## 解く問題
• a. 麻雀の実況文のうち、「あれは自嘲気味の苦笑などではありません。」という言葉があるところから書き出し始め、「しかもカンチャン待ち。」のところまでをそのまま書き出してください。
• b. 麻雀の実況文によると、南二局で佐々木寿人プロのリーチがかかったのは何巡目ですか。

## 引用した文
= = =

あれは自嘲気味の苦笑などではありません。


このときの目の光が一体何だったのか、
氷解したのは南二局にまで進んだときです。

5巡目という早い段階で佐々木寿人プロのドラ暗刻内蔵のカン5p待ちリーチがかかります。

音速でリーチ。ドラ3枚内蔵。醍醐プロに危機が迫る。

ドラ暗刻とはいえ、
東ラスに親倍を放銃し失速気味の寿人プロのリーチ。
しかもカンチャン待ち。

当然反撃のチャンスなのですが、
そんな寿人プロの当たり牌である5pを当然のように掴んでしまう醍醐プロ。

5p「やあ」

しかし東二局の再来とばかりに、
当たり牌の5pをもう一枚ツモり、
5pと3pのシャンポン待ちでテンパイ。

5p「また来たよ❤️」

寿人プロからはとっくにリーチが入っている。
両面変化を待つ余裕はない。
というかいつの間にか赤3ある。

= = =

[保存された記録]
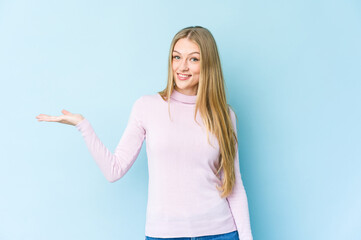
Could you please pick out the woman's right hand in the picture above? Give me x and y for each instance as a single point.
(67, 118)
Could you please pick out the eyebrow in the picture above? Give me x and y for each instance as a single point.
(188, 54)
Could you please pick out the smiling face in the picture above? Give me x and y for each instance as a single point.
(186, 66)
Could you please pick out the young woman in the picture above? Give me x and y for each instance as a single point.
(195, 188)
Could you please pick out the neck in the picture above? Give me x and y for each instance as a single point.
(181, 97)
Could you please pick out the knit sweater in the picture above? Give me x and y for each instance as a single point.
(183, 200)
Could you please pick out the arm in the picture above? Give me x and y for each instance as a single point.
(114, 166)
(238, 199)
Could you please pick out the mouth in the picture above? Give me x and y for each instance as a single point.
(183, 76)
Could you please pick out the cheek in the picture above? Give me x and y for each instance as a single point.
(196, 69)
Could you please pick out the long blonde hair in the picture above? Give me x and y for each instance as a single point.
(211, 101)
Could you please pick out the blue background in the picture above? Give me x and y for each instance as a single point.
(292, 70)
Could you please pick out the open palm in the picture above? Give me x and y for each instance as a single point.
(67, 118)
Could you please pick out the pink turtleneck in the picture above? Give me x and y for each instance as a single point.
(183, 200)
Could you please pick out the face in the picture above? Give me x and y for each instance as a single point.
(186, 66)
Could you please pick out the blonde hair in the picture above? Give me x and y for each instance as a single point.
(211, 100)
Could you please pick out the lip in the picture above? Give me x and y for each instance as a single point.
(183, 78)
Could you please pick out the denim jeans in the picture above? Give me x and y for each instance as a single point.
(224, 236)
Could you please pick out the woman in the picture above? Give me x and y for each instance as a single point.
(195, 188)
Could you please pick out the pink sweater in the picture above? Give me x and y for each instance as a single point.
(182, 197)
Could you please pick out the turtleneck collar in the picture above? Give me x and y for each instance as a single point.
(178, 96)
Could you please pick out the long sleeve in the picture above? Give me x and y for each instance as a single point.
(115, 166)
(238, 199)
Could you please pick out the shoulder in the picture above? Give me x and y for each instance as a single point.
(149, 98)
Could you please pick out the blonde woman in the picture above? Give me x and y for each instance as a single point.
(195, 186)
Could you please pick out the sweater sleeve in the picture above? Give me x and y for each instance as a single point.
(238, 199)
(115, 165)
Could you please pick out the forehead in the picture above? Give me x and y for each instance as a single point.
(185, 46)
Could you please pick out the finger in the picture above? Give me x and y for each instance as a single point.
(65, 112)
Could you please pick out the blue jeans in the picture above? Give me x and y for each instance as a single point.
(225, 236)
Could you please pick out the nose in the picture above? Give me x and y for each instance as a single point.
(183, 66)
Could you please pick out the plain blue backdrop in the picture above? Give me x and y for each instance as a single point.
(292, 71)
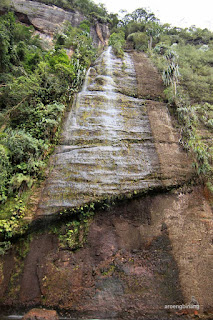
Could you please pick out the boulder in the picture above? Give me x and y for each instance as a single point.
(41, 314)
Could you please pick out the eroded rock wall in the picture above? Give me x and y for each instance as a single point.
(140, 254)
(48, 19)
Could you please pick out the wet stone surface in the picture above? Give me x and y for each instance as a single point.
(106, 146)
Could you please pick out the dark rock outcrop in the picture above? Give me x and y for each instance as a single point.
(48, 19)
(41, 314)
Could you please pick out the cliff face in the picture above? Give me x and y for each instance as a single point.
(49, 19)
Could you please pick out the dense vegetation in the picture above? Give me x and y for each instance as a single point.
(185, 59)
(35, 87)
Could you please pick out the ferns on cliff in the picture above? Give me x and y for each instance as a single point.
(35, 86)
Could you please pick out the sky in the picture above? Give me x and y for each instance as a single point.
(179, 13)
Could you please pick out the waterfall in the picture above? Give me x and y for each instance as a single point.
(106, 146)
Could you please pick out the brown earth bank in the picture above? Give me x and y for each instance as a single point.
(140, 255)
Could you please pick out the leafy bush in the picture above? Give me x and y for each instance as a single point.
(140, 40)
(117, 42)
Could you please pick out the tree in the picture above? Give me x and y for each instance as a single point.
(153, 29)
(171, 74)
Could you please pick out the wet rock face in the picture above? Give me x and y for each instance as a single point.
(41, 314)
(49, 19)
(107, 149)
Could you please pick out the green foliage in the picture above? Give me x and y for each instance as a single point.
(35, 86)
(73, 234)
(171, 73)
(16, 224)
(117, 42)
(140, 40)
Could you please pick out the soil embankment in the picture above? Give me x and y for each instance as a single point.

= = =

## 答え合わせ
• a.
あれは自嘲気味の苦笑などではありません。


このときの目の光が一体何だったのか、
氷解したのは南二局にまで進んだときです。

5巡目という早い段階で佐々木寿人プロのドラ暗刻内蔵のカン5p待ちリーチがかかります。

音速でリーチ。ドラ3枚内蔵。醍醐プロに危機が迫る。

ドラ暗刻とはいえ、
東ラスに親倍を放銃し失速気味の寿人プロのリーチ。
しかもカンチャン待ち。

• b. 5巡目